EXERCISE REQUIREMENTS:
a - Edit the essay's text from "But at the same" to "make me stupid." by swapping "academic environment" for "scholarly world", and give that stretch in full.
b - Condense the essay's paragraph beginning "Listening to that dazzling convergence" into a shorter version that keeps its main facts.
c - List every proper name of a person or institution that appears in the essay.

Listening to that dazzling convergence of the prophet’s call with his pain and his hope, I realized suddenly that the prophet Jeremiah had become part of a remarkable convergence in my own life, a synchronicity of blessings and curses that had shattered certain boundaries that had long held me secure. For much of that fall, I experienced the most intense and prolonged writing period of my life. Poems were coming almost every morning and, unlike my earlier work, they came out whole, and nearly finished. As I hadn’t written any poetry for several years, I was extremely grateful.
But at the same time that I was experiencing this rush of poetic energy, I was also experiencing bitter failure in my attempts to fit in with the rest of the “resident scholars” at the Institute. That was our official title, although I’m not a scholar in the conventional sense, and often find myself ill at ease in the academic environment. Denise Levertov once said that “the substance, the means of art, is incarnation, not reference but phenomena,” and like many poets, I’d much rather read a poem out loud than discuss it. Having to talk about what I do, what poets do, tends to make me stupid.

Stored records
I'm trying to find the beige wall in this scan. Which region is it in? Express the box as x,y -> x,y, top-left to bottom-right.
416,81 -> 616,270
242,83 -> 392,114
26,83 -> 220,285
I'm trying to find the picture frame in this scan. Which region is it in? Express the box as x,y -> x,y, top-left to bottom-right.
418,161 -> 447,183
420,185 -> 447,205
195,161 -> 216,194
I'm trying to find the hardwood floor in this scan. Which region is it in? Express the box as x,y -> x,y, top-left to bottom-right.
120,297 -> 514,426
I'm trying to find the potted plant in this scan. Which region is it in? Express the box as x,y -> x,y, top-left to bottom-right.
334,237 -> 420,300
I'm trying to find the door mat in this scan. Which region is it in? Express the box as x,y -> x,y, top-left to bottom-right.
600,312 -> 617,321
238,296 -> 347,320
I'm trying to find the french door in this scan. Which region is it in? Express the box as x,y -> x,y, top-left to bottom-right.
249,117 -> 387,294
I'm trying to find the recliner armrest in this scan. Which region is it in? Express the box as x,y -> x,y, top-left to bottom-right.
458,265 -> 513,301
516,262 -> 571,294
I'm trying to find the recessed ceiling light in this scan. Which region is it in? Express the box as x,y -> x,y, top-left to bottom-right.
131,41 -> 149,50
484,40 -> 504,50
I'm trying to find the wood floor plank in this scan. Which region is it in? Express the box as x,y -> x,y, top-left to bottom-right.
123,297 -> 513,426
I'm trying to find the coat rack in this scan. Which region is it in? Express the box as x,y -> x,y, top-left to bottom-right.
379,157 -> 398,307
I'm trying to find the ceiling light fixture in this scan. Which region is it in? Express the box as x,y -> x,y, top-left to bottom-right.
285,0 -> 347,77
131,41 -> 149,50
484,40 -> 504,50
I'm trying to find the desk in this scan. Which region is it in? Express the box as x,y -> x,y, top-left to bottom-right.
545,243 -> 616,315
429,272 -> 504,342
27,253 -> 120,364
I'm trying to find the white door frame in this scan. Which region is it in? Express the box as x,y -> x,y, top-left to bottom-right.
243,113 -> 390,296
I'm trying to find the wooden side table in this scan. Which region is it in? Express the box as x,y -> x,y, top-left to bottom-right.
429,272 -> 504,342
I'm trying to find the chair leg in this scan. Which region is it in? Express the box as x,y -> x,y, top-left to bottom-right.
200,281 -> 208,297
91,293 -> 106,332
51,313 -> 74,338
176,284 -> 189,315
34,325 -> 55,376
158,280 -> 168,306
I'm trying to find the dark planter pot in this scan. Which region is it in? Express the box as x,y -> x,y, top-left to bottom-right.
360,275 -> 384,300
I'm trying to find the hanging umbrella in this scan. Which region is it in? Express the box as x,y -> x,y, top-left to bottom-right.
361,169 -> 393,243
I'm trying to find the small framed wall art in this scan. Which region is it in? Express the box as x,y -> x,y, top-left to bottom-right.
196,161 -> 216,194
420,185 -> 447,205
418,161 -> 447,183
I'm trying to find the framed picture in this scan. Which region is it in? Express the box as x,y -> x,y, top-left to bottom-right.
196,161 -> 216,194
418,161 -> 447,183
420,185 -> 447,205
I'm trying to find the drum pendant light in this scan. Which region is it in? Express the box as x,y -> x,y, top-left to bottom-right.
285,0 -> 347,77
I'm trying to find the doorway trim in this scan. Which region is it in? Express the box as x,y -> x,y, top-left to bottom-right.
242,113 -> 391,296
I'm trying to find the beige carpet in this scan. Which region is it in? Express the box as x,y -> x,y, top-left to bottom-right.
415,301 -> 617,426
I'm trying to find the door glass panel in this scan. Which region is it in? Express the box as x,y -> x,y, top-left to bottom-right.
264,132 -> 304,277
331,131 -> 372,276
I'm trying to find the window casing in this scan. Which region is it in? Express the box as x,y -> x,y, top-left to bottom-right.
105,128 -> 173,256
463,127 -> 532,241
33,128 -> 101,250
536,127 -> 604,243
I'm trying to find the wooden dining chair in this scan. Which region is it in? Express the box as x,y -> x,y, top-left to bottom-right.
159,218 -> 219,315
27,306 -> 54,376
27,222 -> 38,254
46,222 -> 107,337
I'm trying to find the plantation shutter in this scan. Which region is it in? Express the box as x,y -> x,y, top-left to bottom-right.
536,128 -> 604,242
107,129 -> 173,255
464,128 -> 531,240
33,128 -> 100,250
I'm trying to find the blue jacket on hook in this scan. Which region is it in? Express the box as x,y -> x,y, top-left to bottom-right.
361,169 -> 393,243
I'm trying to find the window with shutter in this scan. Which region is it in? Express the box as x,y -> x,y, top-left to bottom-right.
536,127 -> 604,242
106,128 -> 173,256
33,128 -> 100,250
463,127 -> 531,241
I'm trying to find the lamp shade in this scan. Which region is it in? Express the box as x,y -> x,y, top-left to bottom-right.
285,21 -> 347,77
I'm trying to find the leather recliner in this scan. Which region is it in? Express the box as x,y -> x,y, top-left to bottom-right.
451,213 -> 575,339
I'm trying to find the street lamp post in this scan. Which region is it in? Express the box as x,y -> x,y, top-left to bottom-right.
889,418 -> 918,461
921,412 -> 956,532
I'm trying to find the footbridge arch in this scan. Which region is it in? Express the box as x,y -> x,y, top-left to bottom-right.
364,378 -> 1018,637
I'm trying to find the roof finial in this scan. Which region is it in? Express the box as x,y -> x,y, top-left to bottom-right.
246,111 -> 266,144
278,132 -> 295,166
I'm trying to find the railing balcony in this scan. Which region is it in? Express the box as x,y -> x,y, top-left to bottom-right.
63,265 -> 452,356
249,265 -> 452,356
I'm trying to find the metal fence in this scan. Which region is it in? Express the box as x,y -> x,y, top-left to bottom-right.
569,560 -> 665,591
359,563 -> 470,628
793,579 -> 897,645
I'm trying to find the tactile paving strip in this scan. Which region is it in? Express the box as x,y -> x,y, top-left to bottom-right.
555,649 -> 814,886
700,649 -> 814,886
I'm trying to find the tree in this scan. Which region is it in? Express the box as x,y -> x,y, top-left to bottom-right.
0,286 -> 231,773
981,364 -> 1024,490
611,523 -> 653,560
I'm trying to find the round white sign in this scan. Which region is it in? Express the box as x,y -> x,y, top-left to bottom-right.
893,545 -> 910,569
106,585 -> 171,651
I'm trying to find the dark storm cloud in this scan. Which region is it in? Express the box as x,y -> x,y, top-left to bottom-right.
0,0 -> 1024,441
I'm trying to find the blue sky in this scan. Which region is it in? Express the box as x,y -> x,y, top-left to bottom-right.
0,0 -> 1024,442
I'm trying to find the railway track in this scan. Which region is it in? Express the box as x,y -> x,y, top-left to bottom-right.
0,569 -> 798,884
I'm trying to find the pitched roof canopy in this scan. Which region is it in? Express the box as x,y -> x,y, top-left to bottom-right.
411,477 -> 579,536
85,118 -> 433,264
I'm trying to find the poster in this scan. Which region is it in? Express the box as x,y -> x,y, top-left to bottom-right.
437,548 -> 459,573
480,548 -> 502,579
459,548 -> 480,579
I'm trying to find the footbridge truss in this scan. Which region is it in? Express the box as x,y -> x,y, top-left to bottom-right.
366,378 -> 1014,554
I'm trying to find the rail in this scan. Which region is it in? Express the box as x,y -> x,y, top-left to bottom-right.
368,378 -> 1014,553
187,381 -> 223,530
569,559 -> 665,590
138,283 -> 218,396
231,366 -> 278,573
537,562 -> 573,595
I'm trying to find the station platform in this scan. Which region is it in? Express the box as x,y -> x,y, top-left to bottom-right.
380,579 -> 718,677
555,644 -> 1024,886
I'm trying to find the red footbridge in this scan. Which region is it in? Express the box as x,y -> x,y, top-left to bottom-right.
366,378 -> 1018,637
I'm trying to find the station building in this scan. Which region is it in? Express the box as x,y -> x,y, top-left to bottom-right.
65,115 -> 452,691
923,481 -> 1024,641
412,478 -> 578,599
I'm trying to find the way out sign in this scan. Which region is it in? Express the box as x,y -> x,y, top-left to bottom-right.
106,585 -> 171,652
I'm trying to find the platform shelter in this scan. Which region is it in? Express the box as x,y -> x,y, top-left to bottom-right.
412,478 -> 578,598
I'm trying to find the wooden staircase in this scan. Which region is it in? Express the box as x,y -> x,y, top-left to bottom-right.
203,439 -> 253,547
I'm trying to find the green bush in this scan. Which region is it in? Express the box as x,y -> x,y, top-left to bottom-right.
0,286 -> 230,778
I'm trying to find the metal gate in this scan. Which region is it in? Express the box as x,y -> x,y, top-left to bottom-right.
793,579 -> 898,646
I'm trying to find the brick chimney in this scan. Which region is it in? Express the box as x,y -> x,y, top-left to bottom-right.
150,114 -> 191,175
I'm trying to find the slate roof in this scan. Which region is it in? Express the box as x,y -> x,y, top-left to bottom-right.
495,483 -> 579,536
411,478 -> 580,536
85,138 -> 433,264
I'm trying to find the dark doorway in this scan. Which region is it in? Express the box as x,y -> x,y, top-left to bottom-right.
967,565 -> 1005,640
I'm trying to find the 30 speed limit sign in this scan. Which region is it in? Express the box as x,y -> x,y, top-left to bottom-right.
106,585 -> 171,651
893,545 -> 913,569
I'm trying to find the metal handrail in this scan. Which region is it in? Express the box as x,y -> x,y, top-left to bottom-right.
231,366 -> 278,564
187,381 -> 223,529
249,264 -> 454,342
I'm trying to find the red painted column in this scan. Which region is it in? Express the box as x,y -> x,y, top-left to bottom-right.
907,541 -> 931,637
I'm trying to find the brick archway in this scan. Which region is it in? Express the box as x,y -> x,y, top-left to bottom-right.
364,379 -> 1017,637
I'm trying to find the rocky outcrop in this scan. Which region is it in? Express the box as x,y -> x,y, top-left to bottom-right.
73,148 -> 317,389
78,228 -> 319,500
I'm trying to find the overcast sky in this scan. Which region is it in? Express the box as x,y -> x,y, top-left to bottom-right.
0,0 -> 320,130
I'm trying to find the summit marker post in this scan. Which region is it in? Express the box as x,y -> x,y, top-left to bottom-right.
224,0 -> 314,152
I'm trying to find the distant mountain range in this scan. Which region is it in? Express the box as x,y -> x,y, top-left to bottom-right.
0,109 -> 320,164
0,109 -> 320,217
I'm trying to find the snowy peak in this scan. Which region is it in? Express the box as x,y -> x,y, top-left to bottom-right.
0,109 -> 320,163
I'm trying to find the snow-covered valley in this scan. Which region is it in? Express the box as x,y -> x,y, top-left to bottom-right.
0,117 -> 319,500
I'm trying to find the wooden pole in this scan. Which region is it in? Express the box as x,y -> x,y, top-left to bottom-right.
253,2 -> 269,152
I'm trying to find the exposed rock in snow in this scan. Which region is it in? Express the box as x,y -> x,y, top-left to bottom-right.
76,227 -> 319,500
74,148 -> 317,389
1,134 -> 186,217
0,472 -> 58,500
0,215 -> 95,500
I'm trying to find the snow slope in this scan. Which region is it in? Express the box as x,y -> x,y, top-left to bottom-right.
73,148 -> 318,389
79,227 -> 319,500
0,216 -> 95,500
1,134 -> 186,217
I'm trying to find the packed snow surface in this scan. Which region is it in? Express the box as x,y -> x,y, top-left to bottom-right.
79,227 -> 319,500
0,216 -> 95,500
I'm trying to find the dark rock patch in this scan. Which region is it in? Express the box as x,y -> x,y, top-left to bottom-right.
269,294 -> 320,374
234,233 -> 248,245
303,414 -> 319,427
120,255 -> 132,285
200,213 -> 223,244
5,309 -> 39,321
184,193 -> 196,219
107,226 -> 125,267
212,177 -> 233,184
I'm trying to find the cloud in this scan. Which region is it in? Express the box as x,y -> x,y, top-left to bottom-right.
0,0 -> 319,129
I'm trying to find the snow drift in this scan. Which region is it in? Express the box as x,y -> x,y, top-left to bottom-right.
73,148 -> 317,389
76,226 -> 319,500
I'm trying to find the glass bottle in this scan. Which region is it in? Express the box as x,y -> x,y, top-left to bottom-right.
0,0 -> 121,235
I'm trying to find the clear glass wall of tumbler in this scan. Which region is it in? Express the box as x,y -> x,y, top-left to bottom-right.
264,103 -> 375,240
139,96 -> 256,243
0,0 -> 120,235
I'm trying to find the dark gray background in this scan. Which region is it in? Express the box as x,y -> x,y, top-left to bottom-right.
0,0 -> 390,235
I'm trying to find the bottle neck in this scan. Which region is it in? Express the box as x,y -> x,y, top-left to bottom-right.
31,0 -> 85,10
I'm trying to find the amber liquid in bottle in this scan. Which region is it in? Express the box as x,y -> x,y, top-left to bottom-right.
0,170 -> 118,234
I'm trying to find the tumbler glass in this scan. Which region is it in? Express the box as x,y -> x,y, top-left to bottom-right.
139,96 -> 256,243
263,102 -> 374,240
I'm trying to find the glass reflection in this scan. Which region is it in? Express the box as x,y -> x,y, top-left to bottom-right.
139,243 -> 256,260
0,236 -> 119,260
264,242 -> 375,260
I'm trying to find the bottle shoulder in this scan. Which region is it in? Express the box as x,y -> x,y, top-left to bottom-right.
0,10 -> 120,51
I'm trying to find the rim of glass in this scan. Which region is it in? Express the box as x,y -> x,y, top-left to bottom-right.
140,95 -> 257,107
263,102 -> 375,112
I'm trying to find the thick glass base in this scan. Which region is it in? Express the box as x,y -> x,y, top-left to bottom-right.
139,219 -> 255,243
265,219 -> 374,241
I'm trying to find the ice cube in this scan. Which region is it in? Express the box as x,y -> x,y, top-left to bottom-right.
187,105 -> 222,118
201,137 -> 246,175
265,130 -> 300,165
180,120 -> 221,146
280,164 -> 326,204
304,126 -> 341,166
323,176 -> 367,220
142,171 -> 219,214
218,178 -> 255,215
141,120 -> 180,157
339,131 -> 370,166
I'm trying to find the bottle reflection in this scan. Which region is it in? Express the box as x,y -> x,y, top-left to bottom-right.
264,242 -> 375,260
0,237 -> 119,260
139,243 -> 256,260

SOLUTIONS:
a -
But at the same time that I was experiencing this rush of poetic energy, I was also experiencing bitter failure in my attempts to fit in with the rest of the “resident scholars” at the Institute. That was our official title, although I’m not a scholar in the conventional sense, and often find myself ill at ease in the scholarly world. Denise Levertov once said that “the substance, the means of art, is incarnation, not reference but phenomena,” and like many poets, I’d much rather read a poem out loud than discuss it. Having to talk about what I do, what poets do, tends to make me stupid.

b - Hearing how the prophet's call converged with his pain and hope, I suddenly realized Jeremiah had become part of a convergence in my own life, a mix of blessings and curses that shattered boundaries that had long kept me secure. That fall brought the most intense and prolonged writing period of my life. Poems came almost every morning, and unlike my earlier work, they arrived whole and nearly finished. Having written no poetry for several years, I was extremely grateful.

c -
- Jeremiah
- the Institute
- Denise Levertov